Exercise prompt:
Rewrite all of the stored records below, substituting "Mark a dot" for every "Put down a dot" and leaving everything else unchanged.

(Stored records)
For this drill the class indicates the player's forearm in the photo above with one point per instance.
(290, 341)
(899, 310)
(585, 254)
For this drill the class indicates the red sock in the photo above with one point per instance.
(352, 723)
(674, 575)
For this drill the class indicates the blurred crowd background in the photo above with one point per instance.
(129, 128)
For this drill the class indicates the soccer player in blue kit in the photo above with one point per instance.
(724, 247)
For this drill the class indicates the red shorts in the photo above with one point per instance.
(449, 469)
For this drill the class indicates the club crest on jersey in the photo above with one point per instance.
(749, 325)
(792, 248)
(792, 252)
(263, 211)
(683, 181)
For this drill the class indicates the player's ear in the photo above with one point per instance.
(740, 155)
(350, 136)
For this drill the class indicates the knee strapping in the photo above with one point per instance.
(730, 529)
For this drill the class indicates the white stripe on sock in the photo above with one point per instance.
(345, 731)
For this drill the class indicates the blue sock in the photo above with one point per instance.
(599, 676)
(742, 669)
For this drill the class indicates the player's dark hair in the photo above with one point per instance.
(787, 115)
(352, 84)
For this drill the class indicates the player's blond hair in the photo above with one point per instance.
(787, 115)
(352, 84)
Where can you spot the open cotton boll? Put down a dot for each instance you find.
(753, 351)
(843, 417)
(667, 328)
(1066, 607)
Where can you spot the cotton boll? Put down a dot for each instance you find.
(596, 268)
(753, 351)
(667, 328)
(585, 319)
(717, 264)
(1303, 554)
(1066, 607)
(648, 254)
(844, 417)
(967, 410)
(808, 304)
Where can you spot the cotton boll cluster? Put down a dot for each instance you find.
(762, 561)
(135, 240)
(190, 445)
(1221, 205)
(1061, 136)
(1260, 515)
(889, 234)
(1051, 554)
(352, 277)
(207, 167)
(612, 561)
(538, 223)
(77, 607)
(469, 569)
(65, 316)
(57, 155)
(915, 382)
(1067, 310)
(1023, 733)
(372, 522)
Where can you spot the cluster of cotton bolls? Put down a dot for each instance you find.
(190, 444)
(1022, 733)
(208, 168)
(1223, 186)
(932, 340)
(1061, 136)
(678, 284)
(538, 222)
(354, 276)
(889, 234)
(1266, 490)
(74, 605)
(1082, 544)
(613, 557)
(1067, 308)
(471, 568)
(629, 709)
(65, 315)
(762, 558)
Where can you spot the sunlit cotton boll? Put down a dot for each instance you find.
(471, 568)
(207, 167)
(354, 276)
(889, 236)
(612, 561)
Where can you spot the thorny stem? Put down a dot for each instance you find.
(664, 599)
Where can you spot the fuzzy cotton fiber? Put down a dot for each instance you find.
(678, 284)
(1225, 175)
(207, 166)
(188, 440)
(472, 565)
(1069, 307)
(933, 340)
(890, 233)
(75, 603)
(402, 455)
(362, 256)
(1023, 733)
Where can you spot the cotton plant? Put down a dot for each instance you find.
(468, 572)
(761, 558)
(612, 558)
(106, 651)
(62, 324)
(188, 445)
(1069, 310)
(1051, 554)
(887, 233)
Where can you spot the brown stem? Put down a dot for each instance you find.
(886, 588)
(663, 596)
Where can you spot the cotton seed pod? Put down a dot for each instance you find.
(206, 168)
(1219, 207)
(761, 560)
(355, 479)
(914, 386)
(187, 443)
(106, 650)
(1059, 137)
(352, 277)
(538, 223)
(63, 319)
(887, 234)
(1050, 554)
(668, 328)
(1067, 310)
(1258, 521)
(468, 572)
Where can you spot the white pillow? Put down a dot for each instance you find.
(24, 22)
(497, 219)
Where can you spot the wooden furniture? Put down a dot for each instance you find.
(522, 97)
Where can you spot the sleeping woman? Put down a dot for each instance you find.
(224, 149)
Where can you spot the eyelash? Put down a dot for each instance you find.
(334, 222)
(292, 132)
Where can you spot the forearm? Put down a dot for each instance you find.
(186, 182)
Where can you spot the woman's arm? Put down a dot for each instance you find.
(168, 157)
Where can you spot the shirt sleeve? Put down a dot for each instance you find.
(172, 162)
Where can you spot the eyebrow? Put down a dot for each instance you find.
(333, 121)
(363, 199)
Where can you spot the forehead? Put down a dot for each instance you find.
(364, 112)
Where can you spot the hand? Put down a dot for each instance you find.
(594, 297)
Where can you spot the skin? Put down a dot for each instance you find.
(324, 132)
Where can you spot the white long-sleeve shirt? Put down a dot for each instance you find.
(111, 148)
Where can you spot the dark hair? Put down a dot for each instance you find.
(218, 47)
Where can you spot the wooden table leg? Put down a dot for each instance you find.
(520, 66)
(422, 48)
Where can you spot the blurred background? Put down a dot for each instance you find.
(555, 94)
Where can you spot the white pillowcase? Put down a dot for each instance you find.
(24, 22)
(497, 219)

Solution for this task:
For this drill the class indicates the player's forearm in the photo above with one point per instance.
(290, 341)
(899, 310)
(585, 254)
For this drill the class indicates the red sock in the photo above with one point per instance.
(352, 723)
(674, 575)
For this drill the class indicates the blurred crowd background in the photo above with one point per instance.
(129, 128)
For this drill the class indicates the soccer player in blue kit in the photo above with one point per instance.
(724, 247)
For this drill the class indicates the red shorts in the photo above with one point per instance.
(449, 469)
For this drill the class indicates the club crest on jersey in the photo above with one point per instance.
(749, 325)
(792, 248)
(792, 252)
(263, 211)
(683, 181)
For this drill the class indicates the player's ear in the photo above with one point per instance.
(740, 155)
(350, 136)
For this drill the class indicates the knee strapping in the photo above with one point per instance.
(730, 529)
For this drill the class indicates the white stripe on sock in the photo above with one point per instance.
(345, 731)
For this drill the class indicates the blue sock in the photo above with one point per instance.
(599, 676)
(742, 669)
For this drill the class indicates the player's dark hair in the photo above with one point per instance.
(787, 115)
(352, 84)
For this drill the class indicates the player's blond hair in the photo above with one point per instance.
(787, 115)
(352, 84)
Where can you spot the open cotton boll? Mark a dot for each instance you find.
(753, 351)
(843, 417)
(667, 328)
(1066, 607)
Where can you spot the cotton boll? Mark a dot for each instance you find.
(596, 268)
(753, 351)
(667, 328)
(585, 319)
(717, 264)
(1303, 554)
(1066, 607)
(648, 254)
(844, 417)
(967, 410)
(808, 304)
Where can you spot the cotton boll cluster? Mark a dot for each instance you find.
(762, 561)
(135, 240)
(190, 445)
(1221, 205)
(1061, 136)
(1260, 515)
(889, 234)
(1051, 554)
(352, 277)
(207, 167)
(612, 561)
(538, 223)
(77, 607)
(469, 569)
(65, 316)
(57, 155)
(915, 382)
(1067, 310)
(1023, 733)
(372, 522)
Where can you spot the cluster of cotton bolls? Mark a dot for each instance you find.
(190, 444)
(1022, 733)
(208, 168)
(1223, 186)
(932, 340)
(1061, 136)
(678, 284)
(538, 222)
(354, 276)
(889, 234)
(1266, 490)
(74, 605)
(1082, 544)
(613, 557)
(1067, 308)
(471, 568)
(629, 709)
(65, 315)
(762, 558)
Where can you spot the sunlit cotton boll? Mark a dot for each instance you find.
(471, 568)
(207, 167)
(354, 276)
(889, 236)
(612, 561)
Where can you spot the thorny stem? Mark a dot for each instance you find.
(664, 599)
Where can you spot the fuzzy cotton fiber? Mark a dot for each instance you find.
(678, 284)
(1225, 175)
(207, 166)
(188, 440)
(472, 565)
(1069, 307)
(933, 340)
(890, 233)
(75, 603)
(402, 455)
(362, 256)
(1023, 733)
Where can you spot the cotton plant? Mark a dot for each instance you find.
(468, 572)
(761, 558)
(612, 558)
(106, 651)
(62, 324)
(188, 445)
(1069, 310)
(1051, 554)
(887, 233)
Where can you spot the brown stem? Mark a dot for each instance you find.
(886, 588)
(663, 596)
Where can you spot the cotton seed pod? Mark a dot for each instance you find.
(206, 168)
(1219, 207)
(761, 560)
(355, 479)
(914, 386)
(187, 443)
(106, 650)
(1059, 137)
(352, 277)
(538, 223)
(63, 319)
(887, 234)
(1050, 554)
(668, 328)
(1067, 310)
(1258, 521)
(468, 572)
Where can you spot the white pillow? Mark a dot for each instance you find.
(24, 22)
(497, 219)
Where can you spot the wooden furniture? Mark a dot for each instance you find.
(522, 97)
Where can you spot the sleeping woman? Mark a dot for each instance you find.
(224, 149)
Where can you spot the eyelash? Mark a dot for each instance you find.
(334, 222)
(292, 132)
Where can you spot the forearm? Mark a dot for each instance you find.
(186, 182)
Where can you spot the woman's arm? Mark a dot for each instance you find.
(168, 157)
Where can you spot the shirt sleeve? Mark a dot for each instance you find.
(172, 162)
Where can you spot the eyebrow? Mark a dot for each instance you find.
(333, 121)
(363, 199)
Where can you spot the forehead? Mark a dot for each instance you find.
(364, 112)
Where can you spot the hand? Mark a dot for each instance you find.
(594, 297)
Where can you spot the skin? Mark a dot for each instance you find.
(324, 132)
Where can you spot the white long-sleeve shirt? Mark a dot for each instance you find.
(111, 148)
Where can you spot the dark hair? Mark a dot for each instance you find.
(218, 47)
Where can you spot the wooden table leg? Mark a dot for each instance you find.
(520, 66)
(422, 48)
Where can you spot the blurred background? Mark a dot for each instance you find.
(555, 94)
Where can you spot the white pillowcase? Mark a dot for each instance you find.
(24, 22)
(497, 219)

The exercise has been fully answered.